Reading text:
****************
Twenty-nine dollars and 85 cents. That’s the amount of money on the property tax bill received by Russell and Helen Bryan, a modest sum that led to the creation of a multi-billion-dollar industry. The Bryans, an Ojibwe couple living in Minnesota’s Leech Lake Indian Reservation, took umbrage at Itasca County taxing their property, land they felt the United States government had no right to tax. They took their case to the Supreme Court, which ruled in 1976 that absent a Congressional declaration, states cannot tax American Indians living on reservations or regulate their activities on reservations.
That unanimous opinion of the justices cleared the path for the casinos and legal gambling establishments that have become the economic engine for many tribes of American Indians. Now, with cannabis legalization sweeping through the United States, many in the tribal business community have been eyeing the potential cash crop as a complement to the blackjack tables and slot machines generating revenue for a population that is generally impoverished.
****************
Recorded information:

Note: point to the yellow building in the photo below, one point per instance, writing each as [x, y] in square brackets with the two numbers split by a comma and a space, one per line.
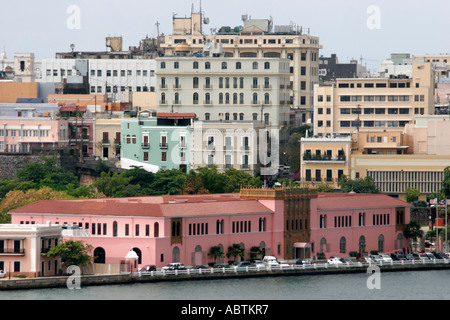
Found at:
[107, 138]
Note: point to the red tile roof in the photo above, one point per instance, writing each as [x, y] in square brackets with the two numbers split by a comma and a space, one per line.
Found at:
[330, 201]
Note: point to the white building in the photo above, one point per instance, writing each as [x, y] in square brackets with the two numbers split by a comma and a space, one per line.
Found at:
[221, 88]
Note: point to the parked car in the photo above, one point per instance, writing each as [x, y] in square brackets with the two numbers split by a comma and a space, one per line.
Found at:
[430, 255]
[258, 264]
[420, 256]
[199, 267]
[385, 257]
[440, 255]
[347, 261]
[410, 256]
[398, 256]
[334, 260]
[174, 266]
[270, 261]
[147, 268]
[303, 261]
[243, 264]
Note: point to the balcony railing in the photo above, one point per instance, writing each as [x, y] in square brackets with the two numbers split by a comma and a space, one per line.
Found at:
[311, 157]
[14, 251]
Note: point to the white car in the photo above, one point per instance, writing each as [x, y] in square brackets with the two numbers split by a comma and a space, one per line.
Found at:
[334, 260]
[386, 257]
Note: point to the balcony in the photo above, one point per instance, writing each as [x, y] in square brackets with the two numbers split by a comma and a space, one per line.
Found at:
[323, 158]
[14, 251]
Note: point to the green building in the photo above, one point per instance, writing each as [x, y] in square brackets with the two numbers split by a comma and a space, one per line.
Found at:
[156, 141]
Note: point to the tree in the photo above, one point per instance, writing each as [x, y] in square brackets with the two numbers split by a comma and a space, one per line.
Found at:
[412, 194]
[216, 252]
[18, 198]
[412, 231]
[235, 179]
[235, 250]
[72, 252]
[359, 185]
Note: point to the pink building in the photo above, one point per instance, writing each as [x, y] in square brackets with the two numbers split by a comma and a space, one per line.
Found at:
[163, 229]
[346, 222]
[22, 249]
[285, 223]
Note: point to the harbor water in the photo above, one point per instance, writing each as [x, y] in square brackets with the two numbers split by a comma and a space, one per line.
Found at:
[405, 285]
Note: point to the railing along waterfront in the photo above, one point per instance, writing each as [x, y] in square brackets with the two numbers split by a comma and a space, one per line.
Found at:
[294, 267]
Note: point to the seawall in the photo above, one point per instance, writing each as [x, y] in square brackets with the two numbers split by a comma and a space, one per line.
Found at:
[205, 274]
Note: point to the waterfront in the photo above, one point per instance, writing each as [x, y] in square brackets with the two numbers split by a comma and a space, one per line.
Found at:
[417, 285]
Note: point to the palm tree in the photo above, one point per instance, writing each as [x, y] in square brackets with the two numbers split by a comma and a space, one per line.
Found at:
[235, 250]
[412, 231]
[216, 252]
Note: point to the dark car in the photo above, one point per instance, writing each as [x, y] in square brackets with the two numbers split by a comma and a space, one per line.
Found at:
[243, 264]
[147, 268]
[440, 255]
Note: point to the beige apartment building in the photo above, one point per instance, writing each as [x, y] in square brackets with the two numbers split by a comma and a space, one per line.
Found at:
[325, 159]
[257, 38]
[229, 144]
[352, 106]
[107, 138]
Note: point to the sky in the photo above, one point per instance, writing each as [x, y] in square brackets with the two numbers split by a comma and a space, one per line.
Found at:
[353, 29]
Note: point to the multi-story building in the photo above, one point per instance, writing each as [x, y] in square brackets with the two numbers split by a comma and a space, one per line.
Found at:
[359, 223]
[22, 249]
[374, 104]
[107, 137]
[25, 126]
[325, 159]
[156, 141]
[288, 223]
[258, 38]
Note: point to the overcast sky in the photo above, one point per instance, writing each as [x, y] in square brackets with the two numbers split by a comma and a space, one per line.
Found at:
[371, 29]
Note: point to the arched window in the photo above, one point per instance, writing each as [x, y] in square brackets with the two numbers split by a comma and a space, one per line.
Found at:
[362, 244]
[115, 229]
[156, 228]
[380, 243]
[342, 245]
[176, 254]
[323, 245]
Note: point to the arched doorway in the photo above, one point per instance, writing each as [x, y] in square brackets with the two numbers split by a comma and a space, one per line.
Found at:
[139, 253]
[100, 255]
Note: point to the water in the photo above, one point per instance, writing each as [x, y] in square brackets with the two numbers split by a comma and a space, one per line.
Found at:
****************
Tasks to complete:
(1) Answer these questions using the passage about the Bryans' tax case.
(a) What amount was on the property tax bill the Bryans received?
(b) In what year did the Supreme Court rule on their case?
(c) What potential cash crop have many in the tribal business community been eyeing?
(2) Carry the passage about the Bryans' tax case forward with the next paragraph, picking up after its final sentence.

Task-by-task answers:
(1)
(a) Twenty-nine dollars and 85 cents.
(b) 1976.
(c) Cannabis.

(2)
The economic opportunity offered by cannabis rests on the particular legal relationships between American Indian tribes and both the federal and state governments of the United States, a byzantine labyrinth of Congressional acts, Supreme Court rulings and arbitrary decisions by government bureaucrats. According to the Department of Justice’s Bureau of Indian Affairs, the federal government deals with American Indian tribes as it would with any other sovereign nation. The bureau also attempts to clarify what authorities states have over the American Indians living on reservations within a state’s borders. “Furthermore, federally recognized tribes possess both the right and the authority to regulate activities on their lands independently from state government control,” reads the Bureau’s website. “They can enact and enforce stricter or more lenient laws and regulations than those of the surrounding or neighboring state(s) wherein they are located. Yet, tribes frequently collaborate and cooperate with states through compacts or other agreements on matters of mutual concern such as environmental protection and law enforcement.”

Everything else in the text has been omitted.